Aim of the exercise - Only the lines running from the one with "Excuse me, I need to find every tv" to the end of the listing should be returned, each exactly as it appears, with both ends kept.

Data to process -
■ ■ ■
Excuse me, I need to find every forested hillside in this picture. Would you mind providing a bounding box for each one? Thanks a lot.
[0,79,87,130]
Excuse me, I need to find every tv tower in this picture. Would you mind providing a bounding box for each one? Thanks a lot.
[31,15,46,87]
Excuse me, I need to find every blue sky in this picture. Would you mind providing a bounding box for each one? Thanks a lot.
■ ■ ■
Solution below -
Excuse me, I need to find every tv tower in this picture. Would you mind providing a bounding box for each one? Thanks a lot.
[31,15,46,87]
Excuse me, I need to find every blue sky in this picture. Would you mind providing a bounding box for each one? Thanks a lot.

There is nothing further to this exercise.